A phlebotomist drawing blood from a study participant.

A recent study conducted in seven tertiary hospitals in Uganda has revealed that a third of adult patients with a recent diagnosis of diabetes were of normal body mass index (BMI). The Uganda Diabetes Phenotype (UDIP) research was a collaborative study between scientists based at the MRC/UVRI and LSHTM Uganda Research Unit, Entebbe, the London School of Hygiene and Tropical Medicine, UK, and the University of Exeter, UK, that investigated how diabetes manifests in an adult Ugandan population.

Supervised by Prof  Moffat Nyirenda, Prof. Liam Smeeth of LSHTM, Assoc Prof Angus Jones and Prof Andrew Hattersley of the University of Exeter, the study that examined 500 patients revealed that diabetes among lean individuals was more common in men and was predominantly associated with reduced secretion of insulin by the pancreas. Based on these study findings, the researchers hypothesise that the reduced insulin secretion by the pancreas could either be a consequence of the influence of environmental factors like tropical infections and malnutrition before birth and/or in early childhood or particular genetic factors that directly affect the development and functioning of the pancreas.

◆ ◆ ◆ ◆

▶ Exercise goal
Please carry on the report on the Ugandan diabetes study, picking up after its final sentence.

▶ Dataset extract
◆ ◆ ◆ ◆

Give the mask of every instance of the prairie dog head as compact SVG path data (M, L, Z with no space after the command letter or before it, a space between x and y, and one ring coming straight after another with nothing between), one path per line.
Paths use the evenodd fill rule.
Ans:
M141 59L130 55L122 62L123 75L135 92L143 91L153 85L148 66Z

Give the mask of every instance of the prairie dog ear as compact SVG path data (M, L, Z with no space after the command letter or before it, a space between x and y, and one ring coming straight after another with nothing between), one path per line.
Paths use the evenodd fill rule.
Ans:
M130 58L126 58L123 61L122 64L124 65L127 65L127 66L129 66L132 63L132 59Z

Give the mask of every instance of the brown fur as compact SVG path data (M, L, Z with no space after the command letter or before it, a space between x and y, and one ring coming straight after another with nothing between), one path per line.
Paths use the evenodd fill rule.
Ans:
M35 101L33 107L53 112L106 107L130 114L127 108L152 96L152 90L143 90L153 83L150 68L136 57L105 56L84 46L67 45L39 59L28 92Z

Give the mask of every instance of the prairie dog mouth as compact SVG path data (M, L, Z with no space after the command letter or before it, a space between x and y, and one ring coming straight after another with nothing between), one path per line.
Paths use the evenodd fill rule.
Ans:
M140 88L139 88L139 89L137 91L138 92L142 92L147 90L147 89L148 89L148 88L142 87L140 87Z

◆ ◆ ◆ ◆

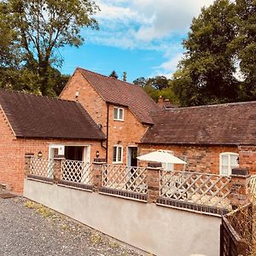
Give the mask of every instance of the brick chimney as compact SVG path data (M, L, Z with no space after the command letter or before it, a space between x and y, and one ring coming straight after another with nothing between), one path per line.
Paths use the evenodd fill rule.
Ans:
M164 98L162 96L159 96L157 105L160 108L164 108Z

◆ ◆ ◆ ◆

▶ Response
According to Dr. Davis Kibirige, a scientist in the NCD Phenotype Programme, the findings demonstrate that the manifestation of type 2 diabetes among the adult Ugandan population markedly differs from what has been described in Caucasian populations in high-income countries, where insulin resistance and obesity predominate. Based on such differences, the study recommends that it is not clinically reasonable to treat type 2 diabetes based on American or European diabetes treatment guidelines because there is no clinical evidence that the recommended therapies are effective among the African population. 

This, therefore, underscores the need to undertake local research to investigate which oral diabetes drugs would be the most effective in managing type 2 diabetes among Ugandans and across the African population. This would positively inform treatment guidelines for type 2 diabetes in Africa.